**WHAT YOU ARE ASKED TO DO**
Copy the items from the line containing "Task: point to each instance of the brown leather" through the end of the items, replacing "leather" with "suede" and changing nothing else.

>> START

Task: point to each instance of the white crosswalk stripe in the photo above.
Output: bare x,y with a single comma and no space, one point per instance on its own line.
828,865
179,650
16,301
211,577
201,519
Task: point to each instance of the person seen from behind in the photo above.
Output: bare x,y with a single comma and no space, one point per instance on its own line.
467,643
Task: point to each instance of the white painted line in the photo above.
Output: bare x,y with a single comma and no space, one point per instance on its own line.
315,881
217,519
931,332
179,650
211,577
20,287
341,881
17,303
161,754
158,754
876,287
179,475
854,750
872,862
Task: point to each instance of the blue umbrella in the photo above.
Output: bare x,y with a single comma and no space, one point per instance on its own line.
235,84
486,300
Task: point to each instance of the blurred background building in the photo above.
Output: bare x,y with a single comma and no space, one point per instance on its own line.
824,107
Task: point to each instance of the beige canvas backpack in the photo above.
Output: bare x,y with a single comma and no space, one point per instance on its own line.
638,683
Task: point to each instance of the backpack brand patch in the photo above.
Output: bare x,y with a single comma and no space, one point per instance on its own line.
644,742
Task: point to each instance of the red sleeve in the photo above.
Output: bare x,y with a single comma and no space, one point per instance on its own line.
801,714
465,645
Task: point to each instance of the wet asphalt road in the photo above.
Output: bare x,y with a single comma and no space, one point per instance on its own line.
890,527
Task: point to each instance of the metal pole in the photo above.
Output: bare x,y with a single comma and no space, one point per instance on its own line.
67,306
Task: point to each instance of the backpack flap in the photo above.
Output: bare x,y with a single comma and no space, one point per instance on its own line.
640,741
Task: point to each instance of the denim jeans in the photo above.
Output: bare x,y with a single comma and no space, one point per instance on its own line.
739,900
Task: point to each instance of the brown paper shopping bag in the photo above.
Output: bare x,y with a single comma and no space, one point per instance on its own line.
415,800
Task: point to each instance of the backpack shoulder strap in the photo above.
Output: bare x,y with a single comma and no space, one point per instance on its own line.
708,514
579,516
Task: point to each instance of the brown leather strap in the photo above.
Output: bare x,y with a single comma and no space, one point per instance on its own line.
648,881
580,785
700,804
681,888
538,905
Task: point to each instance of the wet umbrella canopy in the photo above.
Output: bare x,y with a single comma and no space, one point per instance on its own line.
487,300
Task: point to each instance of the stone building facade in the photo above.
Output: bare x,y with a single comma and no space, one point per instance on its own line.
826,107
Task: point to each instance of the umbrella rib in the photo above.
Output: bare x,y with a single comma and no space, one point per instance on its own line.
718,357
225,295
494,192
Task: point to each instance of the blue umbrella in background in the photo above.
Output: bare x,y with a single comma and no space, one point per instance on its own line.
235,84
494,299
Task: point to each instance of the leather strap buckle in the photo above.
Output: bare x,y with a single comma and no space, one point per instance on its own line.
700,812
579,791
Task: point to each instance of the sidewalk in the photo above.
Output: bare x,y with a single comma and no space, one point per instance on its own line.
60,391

>> END

**OUTPUT**
Task: point to each instance of the brown suede strap in the photo above.
Output: bare x,y with a single comma and no space, one point per instance on its own line.
648,881
580,785
700,804
681,888
538,905
Task: point to each instance of the wet umbrella canopy in the photo above.
Output: bare x,y with a single comma and no space, one point per instance on its own line.
487,300
Task: point to each instance of the stone building facade in the photo above.
Output: bare x,y with a single comma and no space, one point per instance on its own line.
826,107
Task: point to each instance of the umbrella rib in the photo above.
Output: bare x,y with a single comma and no space, one point per instance on its own line.
718,357
225,295
494,192
Task: point to each instance of the blue umbrella in background in the photo above.
Output: bare x,y with a single comma and no space, one point per instance on its own line.
235,84
494,299
Task: point to each instance of the suede strap buckle in the photo above.
Output: bare x,y with a single comma and no space, one point per instance on its own line.
700,812
579,791
Task: point to each instance of the sidewalk in the photo above.
Output: bare x,y with a single comma and no space, one point per instance on its own line.
60,391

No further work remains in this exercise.